[WHAT THE TASK ASKS] Copy every line of the data below word for word, leaving out the pictures.

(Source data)
○ ○ ○

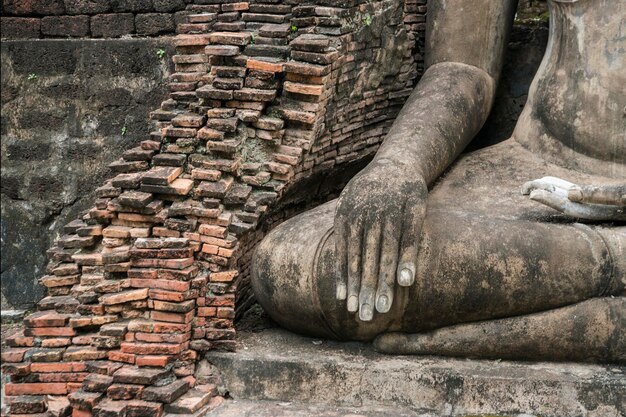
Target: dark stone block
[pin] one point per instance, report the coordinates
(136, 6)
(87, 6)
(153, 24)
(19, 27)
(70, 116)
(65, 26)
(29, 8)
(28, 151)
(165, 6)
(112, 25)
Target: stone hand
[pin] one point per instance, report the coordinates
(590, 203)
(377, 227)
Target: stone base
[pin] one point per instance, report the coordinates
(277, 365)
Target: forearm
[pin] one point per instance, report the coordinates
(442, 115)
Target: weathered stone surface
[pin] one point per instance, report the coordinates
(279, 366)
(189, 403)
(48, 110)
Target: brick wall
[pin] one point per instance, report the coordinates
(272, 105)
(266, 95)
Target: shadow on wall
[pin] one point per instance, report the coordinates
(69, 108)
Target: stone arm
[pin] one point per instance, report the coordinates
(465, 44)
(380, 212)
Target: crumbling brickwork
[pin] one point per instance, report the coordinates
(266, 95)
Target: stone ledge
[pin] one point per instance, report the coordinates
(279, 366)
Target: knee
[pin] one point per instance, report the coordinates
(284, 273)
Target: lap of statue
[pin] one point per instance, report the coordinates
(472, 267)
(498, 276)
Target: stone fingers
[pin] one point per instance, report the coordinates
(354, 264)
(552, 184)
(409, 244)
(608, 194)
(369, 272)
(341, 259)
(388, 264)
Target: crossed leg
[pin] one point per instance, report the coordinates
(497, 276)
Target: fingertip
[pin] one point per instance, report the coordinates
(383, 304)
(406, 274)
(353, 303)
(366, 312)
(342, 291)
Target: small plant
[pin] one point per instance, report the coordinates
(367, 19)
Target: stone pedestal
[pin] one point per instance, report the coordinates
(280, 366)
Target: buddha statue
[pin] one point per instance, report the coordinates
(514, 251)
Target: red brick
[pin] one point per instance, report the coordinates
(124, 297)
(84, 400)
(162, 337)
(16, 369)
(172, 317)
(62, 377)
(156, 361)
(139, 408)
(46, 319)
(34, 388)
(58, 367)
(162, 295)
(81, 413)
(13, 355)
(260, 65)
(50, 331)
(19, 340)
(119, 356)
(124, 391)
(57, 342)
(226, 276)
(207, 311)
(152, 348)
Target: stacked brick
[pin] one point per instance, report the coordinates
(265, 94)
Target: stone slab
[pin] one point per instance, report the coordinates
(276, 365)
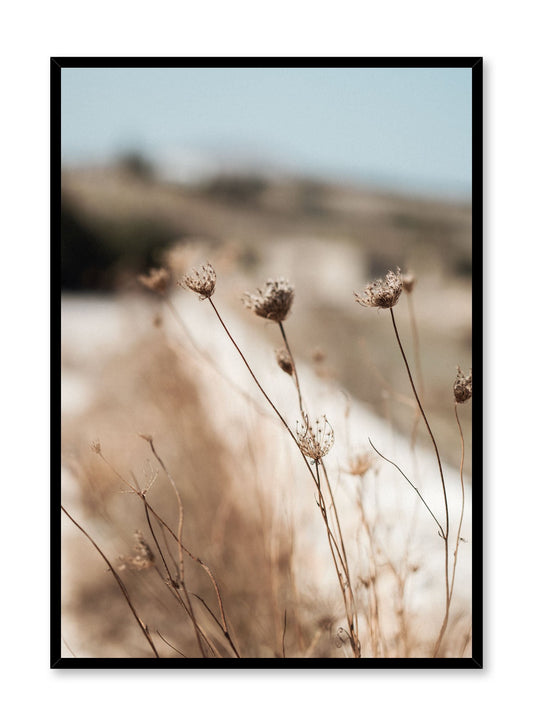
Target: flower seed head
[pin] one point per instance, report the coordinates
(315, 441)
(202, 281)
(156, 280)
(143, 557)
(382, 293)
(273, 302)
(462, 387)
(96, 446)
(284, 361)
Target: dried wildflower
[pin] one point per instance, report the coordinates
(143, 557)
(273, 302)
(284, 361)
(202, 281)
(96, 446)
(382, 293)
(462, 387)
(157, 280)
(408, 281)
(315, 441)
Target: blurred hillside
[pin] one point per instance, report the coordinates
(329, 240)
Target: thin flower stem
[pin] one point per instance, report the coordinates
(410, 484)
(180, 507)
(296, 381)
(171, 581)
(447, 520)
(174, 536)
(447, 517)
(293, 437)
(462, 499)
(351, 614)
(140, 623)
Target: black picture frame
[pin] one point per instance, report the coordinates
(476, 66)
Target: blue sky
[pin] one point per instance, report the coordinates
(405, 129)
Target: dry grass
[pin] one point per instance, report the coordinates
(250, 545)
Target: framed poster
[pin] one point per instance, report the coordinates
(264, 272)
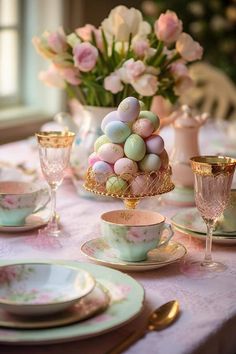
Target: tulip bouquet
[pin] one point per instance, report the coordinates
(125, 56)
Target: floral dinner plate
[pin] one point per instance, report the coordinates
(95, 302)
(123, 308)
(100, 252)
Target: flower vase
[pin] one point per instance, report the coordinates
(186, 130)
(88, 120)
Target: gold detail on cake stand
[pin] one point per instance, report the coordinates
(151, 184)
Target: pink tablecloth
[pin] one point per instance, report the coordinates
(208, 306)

○ ○ ○

[THE RESULT]
Target: dark stone block
[pin] one point per instance, report the coordinates
(136, 6)
(87, 6)
(153, 24)
(19, 27)
(70, 116)
(65, 26)
(29, 8)
(28, 151)
(165, 6)
(112, 25)
Target: stone hand
[pin] one point per instance, report the coordinates
(590, 203)
(377, 227)
Target: stone base
[pin] one point per instance, report the coordinates
(277, 365)
Target: forearm
[pin] one point per instance, report the coordinates
(442, 115)
Target: weathered stone surface
[pin] one point per instance, report the coordinates
(279, 366)
(189, 403)
(48, 110)
Target: brick wall
[pin] one point per instance, report the coordinates
(272, 105)
(266, 95)
Target: shadow on wall
[pin] one point per instance, report the coordinates
(69, 108)
Target: stone arm
[pin] one point per instance, report the coordinates
(465, 44)
(380, 212)
Target: crumbling brickwork
[pin] one point per instance, report the coordinates
(266, 95)
Target: stone ledge
[pin] one point per instance, report the coordinates
(279, 366)
Target: knee
[pin] one point per instance, report the coordinates
(284, 273)
Target: lap of statue
[pin] one point per instance, report the coordinates
(472, 267)
(498, 276)
Target: stone fingers
[pin] one point per instance, report the coordinates
(354, 264)
(552, 184)
(409, 244)
(608, 194)
(369, 272)
(341, 259)
(388, 264)
Target: crossed leg
[pin] one point per instance, report the coordinates
(497, 276)
Target: fingertip
[pin] one point per instance, report the coordinates
(383, 304)
(406, 274)
(353, 303)
(366, 312)
(342, 291)
Target: small plant
[pin] one point per instance, report the coordinates
(367, 19)
Target: stone pedestal
[pin] one point per instance, report the coordinates
(280, 366)
Target: buddha statue
[pin] one point per instance, report the coordinates
(514, 251)
Target: red brick
[pin] one point per instance, report the coordinates
(124, 297)
(84, 400)
(162, 337)
(16, 369)
(172, 317)
(62, 377)
(156, 361)
(139, 408)
(46, 319)
(34, 388)
(58, 367)
(162, 295)
(81, 413)
(13, 355)
(260, 65)
(50, 331)
(19, 340)
(119, 356)
(124, 391)
(57, 342)
(226, 276)
(207, 311)
(152, 348)
Target: stacked brick
[pin] one point per instance, report the coordinates
(265, 94)
Target: stone slab
[pin] one point per instance, report the coordinates
(276, 365)
Target: flower seed head
[pin] one point per instance, report the coordinates
(315, 441)
(202, 281)
(156, 280)
(143, 557)
(382, 293)
(273, 302)
(462, 387)
(96, 446)
(284, 361)
Target: dried wildflower
[pin] one point per instance, report the coordinates
(143, 557)
(273, 302)
(284, 361)
(202, 281)
(96, 446)
(382, 293)
(462, 387)
(157, 280)
(408, 281)
(315, 441)
Target: blurred hillside
[pin] one point per instance, report the coordinates
(329, 240)
Target: thin flower stem
[pin] one point per instance, report the coordinates
(410, 484)
(180, 507)
(296, 381)
(171, 581)
(447, 520)
(174, 536)
(447, 517)
(293, 437)
(462, 499)
(351, 614)
(140, 623)
Target: black picture frame
[pin] one point per instance, report the coordinates
(476, 66)
Target: blue sky
[pin] one point per instance, report the coordinates
(405, 129)
Target: dry grass
[pin] one point per instance, report the coordinates
(250, 545)
Target: framed poster
[pin] one point per instance, report the coordinates
(264, 272)
Target: tulip bouquet
[pin] one point per instance, report the coordinates
(125, 56)
Target: floral dinner plate
[pin] one point per instance, report the coordinates
(95, 302)
(123, 308)
(100, 252)
Target: flower vase
[pin] one point per instance, report the coordinates
(186, 130)
(88, 120)
Target: gold detail on cake stand
[pin] one point per instance, report the coordinates
(151, 184)
Target: pink tablecloth
[pin] one point per instance, report the coordinates
(208, 306)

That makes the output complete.